Output only the lines from the one holding "Target: circular hole in clay" to the end of the data below, please, copied exactly.

=== Begin Enclosure ===

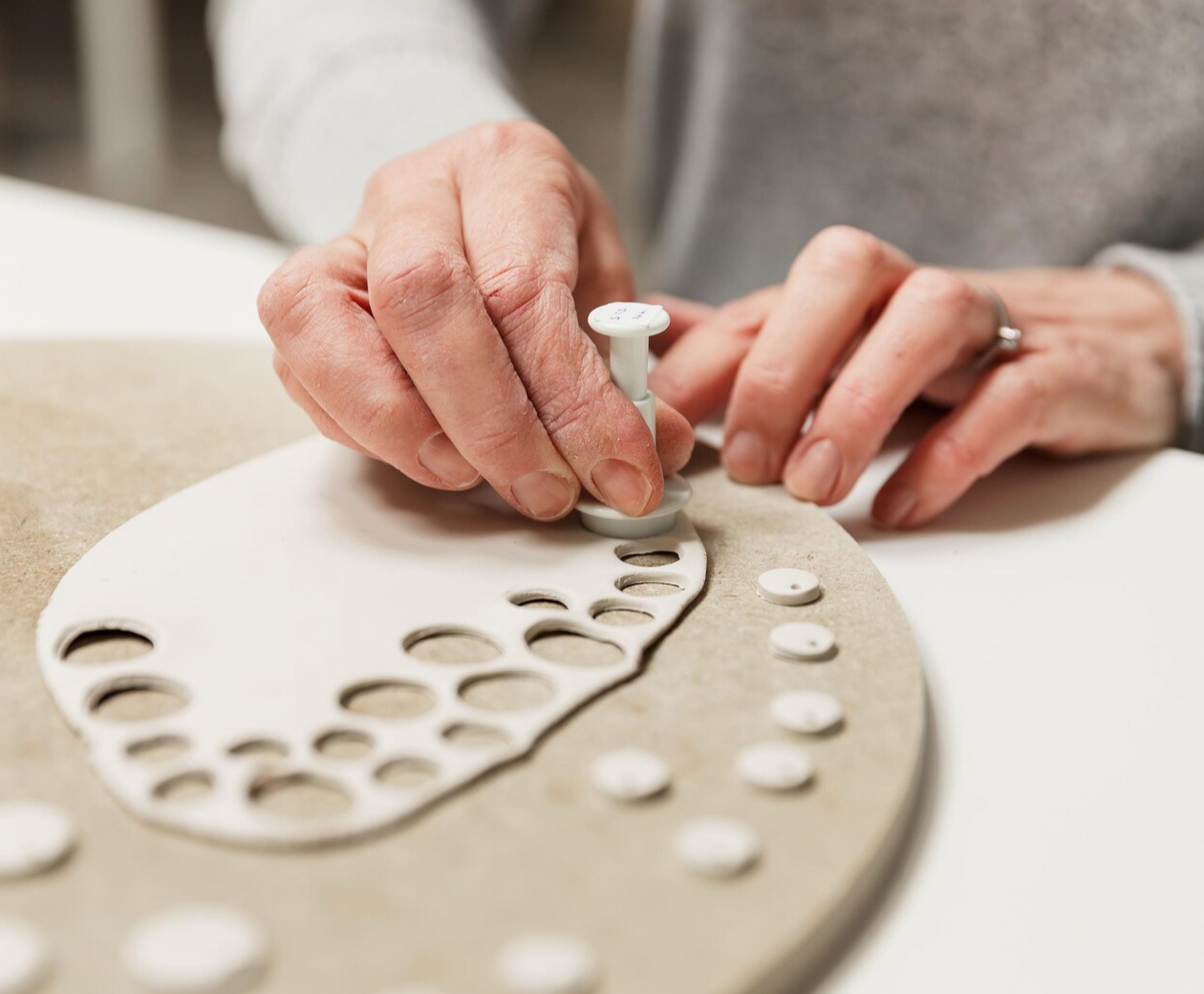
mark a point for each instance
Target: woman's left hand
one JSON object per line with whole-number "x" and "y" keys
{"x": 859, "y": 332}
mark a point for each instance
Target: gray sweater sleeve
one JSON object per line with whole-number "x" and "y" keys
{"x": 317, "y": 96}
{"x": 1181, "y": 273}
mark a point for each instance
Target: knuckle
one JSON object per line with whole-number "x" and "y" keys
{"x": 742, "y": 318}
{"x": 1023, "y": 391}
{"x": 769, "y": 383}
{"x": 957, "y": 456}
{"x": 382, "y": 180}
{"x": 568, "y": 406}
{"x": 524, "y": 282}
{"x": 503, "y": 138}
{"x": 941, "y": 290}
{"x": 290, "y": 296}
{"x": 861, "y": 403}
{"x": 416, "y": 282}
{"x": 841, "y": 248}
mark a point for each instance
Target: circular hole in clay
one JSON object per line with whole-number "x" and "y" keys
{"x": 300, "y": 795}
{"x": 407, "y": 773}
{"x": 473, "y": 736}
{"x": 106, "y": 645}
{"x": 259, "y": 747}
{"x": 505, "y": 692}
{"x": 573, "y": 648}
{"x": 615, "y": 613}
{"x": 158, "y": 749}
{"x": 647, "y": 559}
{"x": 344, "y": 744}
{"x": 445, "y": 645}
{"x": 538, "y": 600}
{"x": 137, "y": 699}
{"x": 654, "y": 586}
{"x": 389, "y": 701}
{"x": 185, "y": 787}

=== End Enclosure ===

--- Response ---
Target: circular hole in clay
one JSON object per line with whole-number "x" and "y" keys
{"x": 300, "y": 795}
{"x": 407, "y": 773}
{"x": 473, "y": 736}
{"x": 106, "y": 645}
{"x": 259, "y": 747}
{"x": 505, "y": 692}
{"x": 573, "y": 648}
{"x": 615, "y": 613}
{"x": 158, "y": 749}
{"x": 647, "y": 559}
{"x": 344, "y": 744}
{"x": 445, "y": 645}
{"x": 538, "y": 600}
{"x": 137, "y": 699}
{"x": 654, "y": 586}
{"x": 389, "y": 701}
{"x": 185, "y": 787}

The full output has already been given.